━━━━━ Document

Les réverbères : arts vivants

Une caresse avec le poing

Le Théâtre Forum Meyrin, désormais géré par le service culturel de Meyrin, a été à son tour submergé par la vague d’énergie, de jeunesse, de violence et de sensibilité qui se dégage du spectacle La Tendresse remarquablement interprété par des acteur·ice·s qui interrogent avec brio les codes et la construction des masculinités.

Iels sont jeunes. Se réunissent dans un obscur tiers-lieu marseillais pour parler du jeu amoureux, d’identité de genre et d’orientation sexuelle. Iels dansent, rappent, chantent, pleurent, se vannent, s’indignent, se disputent et s’aiment. Iels sont minces, musclés, enrobés, machos, black-blanc-beur. Un collectif arc-en-ciel. Brut, tendre et joyeux. Soleil sur le Prado.

À tour de rôle, chacun·e se confie. Il y a – chemise ouverte sur pectoraux saillants – le macho plus attachant qu’il n’y paraît d’emblée. À côté, un homosexuel qui s’assume. Plus loin, celui qui se nourrit de films hollywoodiens pour rêver plus grand. Puis l’autre qui – engoncé dans un corps trop présent – est toujours puceau. Et ce travesti qui ne veut pas être autre chose qu’un homme mais qui est répugné par l’animal violeur masculin. Sans omettre cet incroyable danseur de break-hip-hop qui, défiant les lois de la pesanteur, nous parle du miracle d’être père.

━━━━━━━━━━
━━━━━ Données brutes

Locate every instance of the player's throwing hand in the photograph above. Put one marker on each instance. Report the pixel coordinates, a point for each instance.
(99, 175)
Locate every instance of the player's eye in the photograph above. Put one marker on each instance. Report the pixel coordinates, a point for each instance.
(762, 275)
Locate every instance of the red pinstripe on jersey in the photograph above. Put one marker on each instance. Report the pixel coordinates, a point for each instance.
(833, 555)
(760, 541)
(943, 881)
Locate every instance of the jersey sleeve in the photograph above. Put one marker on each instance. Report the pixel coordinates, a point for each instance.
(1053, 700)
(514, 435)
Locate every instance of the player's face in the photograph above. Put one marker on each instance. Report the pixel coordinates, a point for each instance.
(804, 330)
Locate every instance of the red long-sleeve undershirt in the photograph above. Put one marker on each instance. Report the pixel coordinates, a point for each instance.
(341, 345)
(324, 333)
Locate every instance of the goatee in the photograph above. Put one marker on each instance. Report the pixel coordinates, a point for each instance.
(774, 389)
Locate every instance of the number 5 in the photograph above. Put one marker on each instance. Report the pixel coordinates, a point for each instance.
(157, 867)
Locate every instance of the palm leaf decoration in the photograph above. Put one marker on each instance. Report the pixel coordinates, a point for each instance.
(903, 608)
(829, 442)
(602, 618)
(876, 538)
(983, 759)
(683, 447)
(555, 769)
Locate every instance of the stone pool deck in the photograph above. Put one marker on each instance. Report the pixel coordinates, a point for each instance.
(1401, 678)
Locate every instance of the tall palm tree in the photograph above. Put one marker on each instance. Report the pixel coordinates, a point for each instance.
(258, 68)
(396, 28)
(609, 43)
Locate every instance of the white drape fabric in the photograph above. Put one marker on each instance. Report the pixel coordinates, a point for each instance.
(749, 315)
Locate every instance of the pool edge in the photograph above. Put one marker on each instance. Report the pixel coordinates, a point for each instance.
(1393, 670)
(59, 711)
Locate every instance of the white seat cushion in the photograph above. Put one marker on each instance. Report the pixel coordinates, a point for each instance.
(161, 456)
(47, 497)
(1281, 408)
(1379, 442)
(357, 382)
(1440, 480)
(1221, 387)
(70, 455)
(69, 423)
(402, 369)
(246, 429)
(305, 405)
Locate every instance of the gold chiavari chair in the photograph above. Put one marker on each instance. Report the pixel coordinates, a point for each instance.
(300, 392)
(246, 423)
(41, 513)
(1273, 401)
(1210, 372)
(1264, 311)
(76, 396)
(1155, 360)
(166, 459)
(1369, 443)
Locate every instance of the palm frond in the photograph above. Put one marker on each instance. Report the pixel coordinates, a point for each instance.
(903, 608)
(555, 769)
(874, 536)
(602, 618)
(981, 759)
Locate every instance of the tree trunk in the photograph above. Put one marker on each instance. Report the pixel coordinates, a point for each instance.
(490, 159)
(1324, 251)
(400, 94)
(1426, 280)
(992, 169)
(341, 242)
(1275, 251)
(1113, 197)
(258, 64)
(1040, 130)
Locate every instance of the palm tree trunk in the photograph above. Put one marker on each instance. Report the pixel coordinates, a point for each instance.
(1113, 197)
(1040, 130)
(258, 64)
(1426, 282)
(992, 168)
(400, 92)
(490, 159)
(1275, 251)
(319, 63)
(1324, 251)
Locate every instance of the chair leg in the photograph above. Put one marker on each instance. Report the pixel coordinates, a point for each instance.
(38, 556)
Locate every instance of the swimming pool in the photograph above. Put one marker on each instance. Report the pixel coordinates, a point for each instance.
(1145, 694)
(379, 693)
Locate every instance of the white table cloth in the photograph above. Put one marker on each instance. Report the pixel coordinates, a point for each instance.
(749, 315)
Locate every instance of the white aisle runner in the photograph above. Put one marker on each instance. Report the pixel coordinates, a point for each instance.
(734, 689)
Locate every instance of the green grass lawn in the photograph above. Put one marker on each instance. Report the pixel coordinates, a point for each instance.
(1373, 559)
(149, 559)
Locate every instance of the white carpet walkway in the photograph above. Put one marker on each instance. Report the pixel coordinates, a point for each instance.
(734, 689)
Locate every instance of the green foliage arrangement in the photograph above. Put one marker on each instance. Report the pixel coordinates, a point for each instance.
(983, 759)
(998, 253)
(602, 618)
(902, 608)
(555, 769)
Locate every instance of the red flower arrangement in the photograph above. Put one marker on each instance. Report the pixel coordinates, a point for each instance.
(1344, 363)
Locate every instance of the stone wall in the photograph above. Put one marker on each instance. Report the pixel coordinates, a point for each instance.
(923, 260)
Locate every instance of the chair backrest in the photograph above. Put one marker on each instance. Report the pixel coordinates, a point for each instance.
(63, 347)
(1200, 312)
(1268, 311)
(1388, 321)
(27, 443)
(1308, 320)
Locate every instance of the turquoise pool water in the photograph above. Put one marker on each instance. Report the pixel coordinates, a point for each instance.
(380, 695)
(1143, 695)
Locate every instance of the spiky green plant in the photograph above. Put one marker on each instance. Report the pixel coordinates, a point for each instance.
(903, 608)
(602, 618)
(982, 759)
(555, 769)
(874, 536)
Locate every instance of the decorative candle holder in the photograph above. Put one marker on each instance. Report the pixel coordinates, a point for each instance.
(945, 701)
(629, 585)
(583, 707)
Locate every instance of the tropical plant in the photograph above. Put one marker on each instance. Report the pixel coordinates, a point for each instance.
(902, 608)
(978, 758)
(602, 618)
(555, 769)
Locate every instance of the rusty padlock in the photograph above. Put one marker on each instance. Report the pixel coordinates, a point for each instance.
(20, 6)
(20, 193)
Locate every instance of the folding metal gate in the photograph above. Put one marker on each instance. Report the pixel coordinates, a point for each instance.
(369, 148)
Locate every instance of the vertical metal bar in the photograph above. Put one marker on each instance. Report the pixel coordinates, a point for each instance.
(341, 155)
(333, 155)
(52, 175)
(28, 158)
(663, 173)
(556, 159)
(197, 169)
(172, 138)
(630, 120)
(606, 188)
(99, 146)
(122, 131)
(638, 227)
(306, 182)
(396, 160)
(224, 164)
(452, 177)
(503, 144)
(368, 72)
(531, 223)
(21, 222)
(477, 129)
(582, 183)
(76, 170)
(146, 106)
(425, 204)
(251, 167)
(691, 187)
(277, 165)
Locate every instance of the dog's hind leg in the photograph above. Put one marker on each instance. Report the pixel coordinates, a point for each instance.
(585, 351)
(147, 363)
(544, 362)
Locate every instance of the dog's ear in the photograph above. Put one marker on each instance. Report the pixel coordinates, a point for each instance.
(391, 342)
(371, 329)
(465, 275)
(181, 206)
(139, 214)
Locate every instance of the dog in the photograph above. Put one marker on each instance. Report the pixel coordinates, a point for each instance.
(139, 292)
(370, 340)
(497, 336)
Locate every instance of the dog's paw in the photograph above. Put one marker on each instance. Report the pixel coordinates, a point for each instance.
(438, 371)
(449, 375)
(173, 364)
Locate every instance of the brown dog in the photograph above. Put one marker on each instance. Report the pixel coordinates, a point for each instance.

━━━━━━━━━━

**À faire:**
- 1) Reproduisez à l'identique, dans les enregistrements, le passage allant de la ligne contenant "Locate every instance of the stone pool" jusqu'à la ligne contenant "(1401, 678)", bornes comprises.
- 2) Reprenez la critique de La Tendresse là où elle s'arrête et poursuivez-la.
La critique de La Tendresse et les enregistrements sont deux matériaux indépendants.

**Réponses fournies:**
- 1)
Locate every instance of the stone pool deck in the photograph above. Put one marker on each instance. Report the pixel coordinates, a point for each instance.
(1401, 678)

- 2)
Et au milieu de cette cacophonie pulsionnelle de testostérone, il y a une seule jeune femme. D’abord encapuchonnée, perdue au milieu du groupe, elle s’en détache ensuite pour rayonner entre danses saccadées, coups de gueule féministes et affirmation de soi. Pourquoi une femme et six hommes ? Parce que le spectacle a comme fil rouge le témoignage de garçons qui tentent d’échapper aux déterminismes du patriarcat en s’interrogeant sur le devenir de la virilité. On évite ainsi à bon escient l’écueil d’une construction narrative politiquement correct du Zeitgeist actuel qui, pour se donner bonne conscience, s’embourberait dans un dogme néo-féministe poli de novlangue écologico-moralisante.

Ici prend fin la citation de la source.